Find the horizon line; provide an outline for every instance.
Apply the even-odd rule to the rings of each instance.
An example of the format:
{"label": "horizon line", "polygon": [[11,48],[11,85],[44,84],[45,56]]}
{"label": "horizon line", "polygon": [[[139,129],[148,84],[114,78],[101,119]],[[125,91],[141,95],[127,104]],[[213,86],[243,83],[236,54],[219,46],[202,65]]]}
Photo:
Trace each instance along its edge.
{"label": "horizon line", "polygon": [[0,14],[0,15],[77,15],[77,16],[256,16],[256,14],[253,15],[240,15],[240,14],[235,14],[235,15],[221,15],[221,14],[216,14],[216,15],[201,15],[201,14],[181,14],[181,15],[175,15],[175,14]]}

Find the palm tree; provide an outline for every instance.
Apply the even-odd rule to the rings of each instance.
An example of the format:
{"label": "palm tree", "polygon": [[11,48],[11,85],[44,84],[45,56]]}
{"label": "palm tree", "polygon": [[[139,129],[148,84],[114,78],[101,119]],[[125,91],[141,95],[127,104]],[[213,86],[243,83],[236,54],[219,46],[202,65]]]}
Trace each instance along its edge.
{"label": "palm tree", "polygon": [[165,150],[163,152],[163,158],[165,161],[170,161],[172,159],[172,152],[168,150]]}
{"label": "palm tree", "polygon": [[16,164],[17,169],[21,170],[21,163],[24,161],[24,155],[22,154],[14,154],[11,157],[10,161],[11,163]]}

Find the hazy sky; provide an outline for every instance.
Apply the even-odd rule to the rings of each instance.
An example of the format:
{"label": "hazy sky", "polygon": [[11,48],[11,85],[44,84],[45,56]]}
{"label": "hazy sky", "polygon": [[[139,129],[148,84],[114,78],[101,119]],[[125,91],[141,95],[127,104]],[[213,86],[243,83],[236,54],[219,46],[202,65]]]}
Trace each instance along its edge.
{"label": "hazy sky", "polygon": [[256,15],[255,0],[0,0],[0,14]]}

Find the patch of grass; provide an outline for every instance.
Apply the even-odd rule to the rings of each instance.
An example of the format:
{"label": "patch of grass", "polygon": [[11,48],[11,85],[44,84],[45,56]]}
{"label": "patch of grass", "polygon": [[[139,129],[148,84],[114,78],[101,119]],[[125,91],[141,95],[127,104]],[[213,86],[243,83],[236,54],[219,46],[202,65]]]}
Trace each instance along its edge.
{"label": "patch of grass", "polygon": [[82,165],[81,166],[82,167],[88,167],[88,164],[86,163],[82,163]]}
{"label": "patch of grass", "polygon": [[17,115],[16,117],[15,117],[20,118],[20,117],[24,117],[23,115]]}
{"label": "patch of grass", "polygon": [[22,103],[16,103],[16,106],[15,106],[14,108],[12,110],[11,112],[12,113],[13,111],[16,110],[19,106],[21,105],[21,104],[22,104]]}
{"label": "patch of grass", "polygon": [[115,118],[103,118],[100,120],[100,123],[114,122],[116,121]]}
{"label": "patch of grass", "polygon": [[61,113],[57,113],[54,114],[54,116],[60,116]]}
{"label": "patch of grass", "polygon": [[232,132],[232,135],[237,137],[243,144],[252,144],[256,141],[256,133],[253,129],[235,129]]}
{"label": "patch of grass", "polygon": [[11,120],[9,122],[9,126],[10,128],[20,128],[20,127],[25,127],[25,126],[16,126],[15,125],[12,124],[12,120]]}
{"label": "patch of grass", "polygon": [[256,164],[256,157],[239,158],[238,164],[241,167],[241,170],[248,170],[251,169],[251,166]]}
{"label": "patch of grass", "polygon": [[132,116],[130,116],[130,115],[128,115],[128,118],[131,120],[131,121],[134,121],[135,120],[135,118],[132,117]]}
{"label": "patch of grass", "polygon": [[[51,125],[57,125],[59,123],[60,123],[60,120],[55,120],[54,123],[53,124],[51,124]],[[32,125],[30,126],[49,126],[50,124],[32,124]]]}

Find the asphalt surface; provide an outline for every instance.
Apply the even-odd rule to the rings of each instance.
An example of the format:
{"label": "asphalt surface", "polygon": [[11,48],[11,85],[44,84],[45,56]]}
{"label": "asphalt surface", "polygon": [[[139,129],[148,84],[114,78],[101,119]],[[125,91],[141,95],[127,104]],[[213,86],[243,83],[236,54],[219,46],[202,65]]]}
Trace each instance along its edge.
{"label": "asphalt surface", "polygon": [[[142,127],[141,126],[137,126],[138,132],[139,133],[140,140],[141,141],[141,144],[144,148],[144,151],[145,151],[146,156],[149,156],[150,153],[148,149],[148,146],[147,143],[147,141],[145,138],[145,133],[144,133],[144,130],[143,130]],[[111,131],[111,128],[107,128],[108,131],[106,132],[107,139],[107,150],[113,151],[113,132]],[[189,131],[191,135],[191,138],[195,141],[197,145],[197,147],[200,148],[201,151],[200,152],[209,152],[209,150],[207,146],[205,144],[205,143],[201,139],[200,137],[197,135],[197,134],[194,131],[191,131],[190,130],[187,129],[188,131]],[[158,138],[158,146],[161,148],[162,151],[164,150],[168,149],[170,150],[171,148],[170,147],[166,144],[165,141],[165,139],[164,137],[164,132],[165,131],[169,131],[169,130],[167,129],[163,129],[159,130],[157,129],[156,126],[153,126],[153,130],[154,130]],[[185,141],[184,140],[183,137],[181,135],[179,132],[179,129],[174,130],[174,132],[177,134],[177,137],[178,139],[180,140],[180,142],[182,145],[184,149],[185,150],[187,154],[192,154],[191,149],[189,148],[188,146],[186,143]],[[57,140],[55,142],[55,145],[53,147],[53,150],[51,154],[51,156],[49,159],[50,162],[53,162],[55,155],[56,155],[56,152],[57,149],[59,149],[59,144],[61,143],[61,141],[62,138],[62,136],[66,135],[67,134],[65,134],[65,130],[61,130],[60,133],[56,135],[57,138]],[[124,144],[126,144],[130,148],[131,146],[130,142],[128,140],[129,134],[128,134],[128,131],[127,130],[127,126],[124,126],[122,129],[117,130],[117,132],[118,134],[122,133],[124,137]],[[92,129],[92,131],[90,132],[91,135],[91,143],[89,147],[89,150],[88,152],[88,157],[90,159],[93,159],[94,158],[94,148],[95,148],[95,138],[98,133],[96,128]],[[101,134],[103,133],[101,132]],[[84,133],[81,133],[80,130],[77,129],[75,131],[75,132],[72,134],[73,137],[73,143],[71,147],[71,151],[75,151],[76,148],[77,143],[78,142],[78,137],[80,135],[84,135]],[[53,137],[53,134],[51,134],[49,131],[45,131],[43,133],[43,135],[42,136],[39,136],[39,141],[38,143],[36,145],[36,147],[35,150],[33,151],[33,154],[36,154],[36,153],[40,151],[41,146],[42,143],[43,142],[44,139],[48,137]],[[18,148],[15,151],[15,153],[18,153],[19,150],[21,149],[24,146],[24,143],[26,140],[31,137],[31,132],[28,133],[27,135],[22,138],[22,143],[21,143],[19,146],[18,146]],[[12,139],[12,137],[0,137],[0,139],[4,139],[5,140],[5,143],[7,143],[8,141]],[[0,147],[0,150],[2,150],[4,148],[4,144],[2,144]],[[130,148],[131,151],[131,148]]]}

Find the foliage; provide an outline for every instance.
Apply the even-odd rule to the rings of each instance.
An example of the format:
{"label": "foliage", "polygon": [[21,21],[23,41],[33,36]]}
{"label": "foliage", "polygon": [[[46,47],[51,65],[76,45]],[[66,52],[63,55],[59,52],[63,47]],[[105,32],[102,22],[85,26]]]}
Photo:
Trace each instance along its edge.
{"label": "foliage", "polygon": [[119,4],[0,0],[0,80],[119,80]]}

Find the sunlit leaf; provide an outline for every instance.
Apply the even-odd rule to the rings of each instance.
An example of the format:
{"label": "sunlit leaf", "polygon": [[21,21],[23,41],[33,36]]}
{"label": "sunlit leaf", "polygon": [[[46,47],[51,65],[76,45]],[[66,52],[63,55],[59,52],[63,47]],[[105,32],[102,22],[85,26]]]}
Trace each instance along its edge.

════

- **DIRECTION**
Starting with the line containing "Find the sunlit" and going on through the last of the rows, change "instance" to "object" and keep everything else the same. Return only those lines.

- **CORRECT RESULT**
Find the sunlit leaf; provide an outline for every object.
Apply the even-odd rule to the rings of each object.
An example of the format:
{"label": "sunlit leaf", "polygon": [[21,21],[23,41],[33,36]]}
{"label": "sunlit leaf", "polygon": [[[46,47],[51,65],[76,45]],[[66,52],[63,55],[59,52],[63,47]],[[105,32],[102,22],[85,26]]]}
Trace each object along its edge.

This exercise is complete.